___ MATERIAL PROVIDED

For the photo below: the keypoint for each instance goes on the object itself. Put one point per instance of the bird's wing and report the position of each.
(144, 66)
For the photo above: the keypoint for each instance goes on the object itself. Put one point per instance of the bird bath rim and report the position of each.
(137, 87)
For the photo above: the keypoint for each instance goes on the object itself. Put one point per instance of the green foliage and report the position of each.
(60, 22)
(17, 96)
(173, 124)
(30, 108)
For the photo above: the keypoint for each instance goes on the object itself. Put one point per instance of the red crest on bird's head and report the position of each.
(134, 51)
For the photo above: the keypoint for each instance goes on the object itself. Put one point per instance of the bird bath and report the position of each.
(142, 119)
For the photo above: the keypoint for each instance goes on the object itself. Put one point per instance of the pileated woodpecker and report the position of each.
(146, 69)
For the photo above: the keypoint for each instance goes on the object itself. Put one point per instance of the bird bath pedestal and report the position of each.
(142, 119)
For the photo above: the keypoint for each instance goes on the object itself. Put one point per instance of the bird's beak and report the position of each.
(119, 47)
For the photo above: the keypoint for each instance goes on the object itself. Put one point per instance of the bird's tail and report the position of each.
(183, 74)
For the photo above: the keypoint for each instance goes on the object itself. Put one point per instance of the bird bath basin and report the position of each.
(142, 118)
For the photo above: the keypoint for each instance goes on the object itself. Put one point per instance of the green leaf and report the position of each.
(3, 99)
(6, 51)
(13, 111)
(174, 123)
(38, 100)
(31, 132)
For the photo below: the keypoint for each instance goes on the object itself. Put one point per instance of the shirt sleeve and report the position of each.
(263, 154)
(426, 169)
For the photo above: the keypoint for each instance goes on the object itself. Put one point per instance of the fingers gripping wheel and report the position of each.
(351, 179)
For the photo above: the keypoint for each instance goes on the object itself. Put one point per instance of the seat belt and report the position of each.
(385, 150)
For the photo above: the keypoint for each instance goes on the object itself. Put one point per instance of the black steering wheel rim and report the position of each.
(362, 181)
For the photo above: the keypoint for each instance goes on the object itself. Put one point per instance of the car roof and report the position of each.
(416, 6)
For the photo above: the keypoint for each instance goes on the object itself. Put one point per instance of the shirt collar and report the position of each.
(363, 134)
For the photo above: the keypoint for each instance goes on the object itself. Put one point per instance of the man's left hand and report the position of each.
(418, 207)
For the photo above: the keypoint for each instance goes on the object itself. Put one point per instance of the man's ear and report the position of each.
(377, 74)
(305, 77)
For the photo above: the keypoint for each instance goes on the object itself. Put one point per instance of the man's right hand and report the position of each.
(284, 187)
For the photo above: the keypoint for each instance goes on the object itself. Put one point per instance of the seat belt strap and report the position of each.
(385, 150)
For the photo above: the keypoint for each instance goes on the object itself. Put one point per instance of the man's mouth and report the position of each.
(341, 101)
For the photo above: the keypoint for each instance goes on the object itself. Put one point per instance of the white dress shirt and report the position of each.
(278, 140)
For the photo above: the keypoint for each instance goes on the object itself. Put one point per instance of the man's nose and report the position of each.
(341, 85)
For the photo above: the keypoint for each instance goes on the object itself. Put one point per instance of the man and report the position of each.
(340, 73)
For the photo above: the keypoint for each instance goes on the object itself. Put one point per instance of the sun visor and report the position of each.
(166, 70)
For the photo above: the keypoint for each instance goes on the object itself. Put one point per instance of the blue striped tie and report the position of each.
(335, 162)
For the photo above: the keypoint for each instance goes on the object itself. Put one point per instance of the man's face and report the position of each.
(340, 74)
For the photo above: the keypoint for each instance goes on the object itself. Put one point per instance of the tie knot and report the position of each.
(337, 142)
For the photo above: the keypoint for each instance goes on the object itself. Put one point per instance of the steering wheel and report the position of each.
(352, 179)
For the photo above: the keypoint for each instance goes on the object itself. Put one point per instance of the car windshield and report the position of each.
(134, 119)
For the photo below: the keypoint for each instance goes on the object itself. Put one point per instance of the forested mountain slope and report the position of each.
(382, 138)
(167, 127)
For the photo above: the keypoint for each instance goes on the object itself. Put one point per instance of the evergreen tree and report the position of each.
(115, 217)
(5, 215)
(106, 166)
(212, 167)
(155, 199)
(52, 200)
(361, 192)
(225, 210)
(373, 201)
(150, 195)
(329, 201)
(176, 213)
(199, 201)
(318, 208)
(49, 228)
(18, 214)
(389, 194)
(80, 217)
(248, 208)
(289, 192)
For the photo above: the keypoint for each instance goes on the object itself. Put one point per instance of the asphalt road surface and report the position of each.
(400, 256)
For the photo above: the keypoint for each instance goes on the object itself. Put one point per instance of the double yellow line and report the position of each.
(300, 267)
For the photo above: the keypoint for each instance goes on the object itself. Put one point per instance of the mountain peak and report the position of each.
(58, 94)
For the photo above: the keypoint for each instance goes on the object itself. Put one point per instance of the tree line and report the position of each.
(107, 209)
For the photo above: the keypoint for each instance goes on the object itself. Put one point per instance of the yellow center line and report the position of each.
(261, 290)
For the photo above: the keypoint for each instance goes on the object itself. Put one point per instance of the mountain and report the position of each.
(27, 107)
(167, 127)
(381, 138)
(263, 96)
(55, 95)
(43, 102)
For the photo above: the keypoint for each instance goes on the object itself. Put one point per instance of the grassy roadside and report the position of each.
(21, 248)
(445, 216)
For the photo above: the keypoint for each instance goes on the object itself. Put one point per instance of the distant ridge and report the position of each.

______

== YOUR OBJECTIVE ==
Transcribe the entire listing without a single omission.

== SOLUTION TO THIS EXERCISE ==
For the photo below: the keypoint for each instance goes on the object itself. Put one point per instance of the bird's wing and report the position of each.
(144, 66)
For the photo above: the keypoint for each instance goes on the object itself. Put one point per instance of the bird bath rim and report the position of each.
(137, 87)
For the photo above: the keypoint for each instance goes on the object itself. Put one point per instance of the green foliage and report the position of each.
(60, 22)
(17, 96)
(173, 124)
(30, 108)
For the photo above: the keypoint for each instance goes on the object itself. Put one point per instance of the red crest on bird's head and report the position of each.
(134, 51)
For the photo above: the keypoint for each instance goes on the object itself. Put one point per instance of the bird bath and report the position of each.
(142, 119)
For the photo above: the keypoint for each instance goes on the object itself. Put one point per instance of the pileated woodpecker and report the position of each.
(146, 69)
For the photo above: the keypoint for each instance goes on the object itself. Put one point per instance of the bird bath pedestal and report the position of each.
(142, 119)
For the photo above: the keypoint for each instance goes on the object itself. Put one point per instance of the bird's beak and report the position of each.
(119, 47)
For the photo above: the keypoint for each instance goes on the object itself. Put one point per instance of the bird's tail and report the position of each.
(183, 74)
For the photo above: the keypoint for each instance goes on the object itself. Put one point per instance of the bird bath basin and report the position of each.
(142, 118)
For the photo above: the keypoint for each instance goes on the object itself. Put one point per instance of the green leaf and report the position of each.
(3, 99)
(6, 51)
(13, 111)
(174, 123)
(38, 100)
(31, 132)
For the photo below: the keypoint for each instance goes on the object itself. Put one point per instance of the shirt sleeve and report the position of each.
(263, 154)
(426, 169)
For the photo above: the keypoint for each instance goes on the object itself. Put one point per instance of the fingers gripping wheel and report the position of each.
(351, 179)
For the photo above: the keypoint for each instance goes on the object itself. Put one point per instance of the seat belt and report the position of each.
(385, 150)
For the photo above: the keypoint for each instance goes on the object itself. Put one point per instance of the black steering wheel rim and report the position of each.
(362, 181)
For the photo above: the keypoint for each instance goes on the object itself. Put one point per instance of the car roof and report the position of each.
(416, 6)
For the photo above: the keypoint for each instance goes on the object itself. Put one point per instance of the shirt collar and report the position of each.
(363, 134)
For the photo above: the keypoint for each instance goes on the object itself. Put one point per instance of the man's left hand and report the position of each.
(418, 207)
For the photo above: the keypoint for each instance goes on the object itself. Put one point per instance of the man's ear and report the position of each.
(377, 74)
(305, 77)
For the photo above: the keypoint for each instance goes on the object itself. Put one point per instance of the man's right hand and report the position of each.
(284, 187)
For the photo above: the keypoint for each instance goes on the object itself. Put one point per instance of the seat belt strap and report the position of each.
(385, 150)
For the photo above: the keypoint for each instance goes on the object itself. Put one point per instance of the man's mouth and report the position of each.
(341, 101)
For the photo above: the keypoint for each instance goes on the object itself. Put one point per instance of the white dress shirt and report the position of each.
(278, 140)
For the photo above: the keypoint for each instance goes on the object itself. Put one point per instance of the man's nose and report the position of each.
(341, 85)
For the photo above: the keypoint for each instance goes on the object itself. Put one point per instance of the man and report the position of each.
(340, 73)
For the photo above: the keypoint for each instance goes on the object itself. Put one point per instance of the sun visor and report the position of each.
(166, 70)
For the photo above: the keypoint for each instance goes on the object itself. Put one point per instance of the blue striped tie and report the position of each.
(335, 162)
For the photo above: the keypoint for each instance goes on the object itself. Put one point per instance of the man's face and report the position of each.
(340, 74)
For the photo above: the keypoint for each instance goes on the object itself. Put one point per instance of the tie knot and report the position of each.
(337, 142)
For the photo above: the keypoint for each instance goes on the object itself. Put one point per instance of the steering wheel and report the position of each.
(352, 179)
For the photo above: the keypoint for each instance goes on the object itself. Put one point per instance of the car windshield and report the position of each.
(134, 119)
For the photo below: the keypoint for each instance goes on the object itself. Put one point per instance of the forested mountain slope and report the position of each.
(382, 138)
(167, 127)
For the photo above: the keypoint for each instance goes on the object itself. Put one point per instance of the evergreen tree and report the position of each.
(115, 217)
(5, 215)
(106, 166)
(212, 167)
(155, 199)
(52, 200)
(361, 192)
(225, 210)
(373, 201)
(150, 195)
(329, 201)
(176, 213)
(199, 201)
(318, 208)
(49, 228)
(18, 214)
(389, 194)
(80, 217)
(248, 208)
(289, 192)
For the photo above: the keypoint for each instance goes on the object itself. Put one point per instance of the asphalt road surface and report the position of each.
(400, 256)
For the photo above: the keypoint for each instance goes on the object itself. Put one point per instance of the double yellow line and report the position of each.
(300, 267)
For the photo above: the keypoint for each instance goes on the object itself. Put one point per instance of the mountain peak and report the position of each.
(58, 94)
For the photo above: the keypoint for each instance goes on the object itself. Put one point per instance of the tree line and report the position of each.
(107, 209)
For the photo above: the keypoint for each instance goes on the object itself. Put one point per instance of the yellow center line and report the position of each.
(261, 290)
For the photo above: the keypoint for each instance goes on the object itself. Put one point per instance of the mountain and report the position of each.
(27, 107)
(167, 127)
(381, 138)
(263, 96)
(55, 95)
(43, 102)
For the photo above: the keypoint for each instance goes on the object itself. Put one point per instance of the grassy roadside and report the position of each.
(21, 248)
(445, 216)
For the photo above: the keypoint for each instance goes on the object itself. Put one point per instance of the distant ridge and report the position of each.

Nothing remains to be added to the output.